▶ **Directive**: Please update the stretch of the listing from the line containing "written like (509,282)." through the end of the listing, changing every "dry grass" to "withered grass" and leaving all else untouched. Return only those lines.

start Entries supplied

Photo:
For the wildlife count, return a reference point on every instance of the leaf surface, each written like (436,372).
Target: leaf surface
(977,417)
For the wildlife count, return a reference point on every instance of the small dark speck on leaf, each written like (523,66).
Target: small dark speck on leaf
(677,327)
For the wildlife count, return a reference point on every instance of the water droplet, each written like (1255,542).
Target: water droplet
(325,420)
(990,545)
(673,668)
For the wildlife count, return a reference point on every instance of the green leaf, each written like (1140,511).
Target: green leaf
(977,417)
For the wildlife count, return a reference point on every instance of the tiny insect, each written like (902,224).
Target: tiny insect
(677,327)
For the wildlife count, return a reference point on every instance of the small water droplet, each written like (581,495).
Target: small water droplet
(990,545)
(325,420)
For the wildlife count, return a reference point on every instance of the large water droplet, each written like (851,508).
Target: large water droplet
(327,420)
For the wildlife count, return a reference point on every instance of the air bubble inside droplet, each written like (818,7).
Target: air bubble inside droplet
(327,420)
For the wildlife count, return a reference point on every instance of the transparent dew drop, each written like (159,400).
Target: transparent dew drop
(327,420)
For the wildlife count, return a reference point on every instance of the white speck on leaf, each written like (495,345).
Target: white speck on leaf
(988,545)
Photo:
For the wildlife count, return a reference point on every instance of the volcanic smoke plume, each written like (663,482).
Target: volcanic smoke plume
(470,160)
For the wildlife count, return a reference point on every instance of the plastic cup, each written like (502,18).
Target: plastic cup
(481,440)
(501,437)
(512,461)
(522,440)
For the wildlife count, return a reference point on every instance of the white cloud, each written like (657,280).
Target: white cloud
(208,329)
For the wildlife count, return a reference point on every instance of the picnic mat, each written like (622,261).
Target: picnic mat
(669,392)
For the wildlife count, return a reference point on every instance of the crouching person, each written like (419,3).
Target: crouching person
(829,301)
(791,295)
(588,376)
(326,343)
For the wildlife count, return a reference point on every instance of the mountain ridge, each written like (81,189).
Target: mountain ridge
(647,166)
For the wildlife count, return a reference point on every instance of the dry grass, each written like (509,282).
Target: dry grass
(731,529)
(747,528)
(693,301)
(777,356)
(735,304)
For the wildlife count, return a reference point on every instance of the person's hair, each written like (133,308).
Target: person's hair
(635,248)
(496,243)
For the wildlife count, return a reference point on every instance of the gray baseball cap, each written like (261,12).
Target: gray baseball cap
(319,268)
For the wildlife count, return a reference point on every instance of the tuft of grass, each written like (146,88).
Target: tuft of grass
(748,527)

end Entries supplied

▶ **Written reply**:
For the wildlife count, return a reference point on every instance of the withered grass, each written like (509,282).
Target: withered grass
(731,529)
(747,528)
(693,301)
(777,356)
(735,304)
For the wildlife count, return a reference point on every instance of the person's hair, each written like (133,308).
Target: person's hair
(635,248)
(496,243)
For the wildlife count, return a reference point on every instance of the gray baseball cap, each written like (261,12).
Target: gray baseball cap
(319,268)
For the wildlife count, return a reference point on every instance of the tuft of grass, each written like (146,88).
Target: tuft of grass
(748,527)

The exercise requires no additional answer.